▶ Task directions:
Would you please give the entries again word for word, with no images in your copy?

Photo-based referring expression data
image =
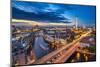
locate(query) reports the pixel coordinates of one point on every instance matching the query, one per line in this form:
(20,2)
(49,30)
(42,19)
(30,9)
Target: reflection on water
(80,57)
(40,47)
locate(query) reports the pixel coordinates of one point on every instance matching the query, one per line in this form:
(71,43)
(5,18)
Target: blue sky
(50,12)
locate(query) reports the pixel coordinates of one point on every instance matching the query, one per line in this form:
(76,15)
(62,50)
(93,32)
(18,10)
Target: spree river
(40,47)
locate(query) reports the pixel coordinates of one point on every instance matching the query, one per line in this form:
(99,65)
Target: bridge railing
(54,53)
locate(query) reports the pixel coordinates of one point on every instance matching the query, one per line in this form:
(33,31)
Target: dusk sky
(55,13)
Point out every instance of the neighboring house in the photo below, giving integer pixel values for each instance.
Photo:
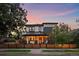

▶ Task solution:
image =
locate(query) reports the pixel coordinates of one point on every instance matching the query, one per line in this form:
(20,2)
(49,30)
(42,19)
(30,9)
Target: reflection on water
(80,57)
(40,47)
locate(query) reports the pixel coordinates of one point on every instance matching the query, one per line in this form:
(71,43)
(5,18)
Target: blue sky
(50,12)
locate(query) reports the pixel coordinates of one point on every instance matching the query, one per line in this form:
(76,15)
(62,50)
(93,32)
(18,10)
Target: spree river
(40,47)
locate(query) reports the pixel coordinates of one point on every instance matching the query, one per line in this form:
(99,65)
Target: bridge railing
(54,53)
locate(query) reports the pixel coordinates of one point on every instance matching the query, one per line in this form:
(33,31)
Target: dusk sky
(55,13)
Point out every instance of the neighboring house in the photo below, giving integer pixel values for each instance.
Photo:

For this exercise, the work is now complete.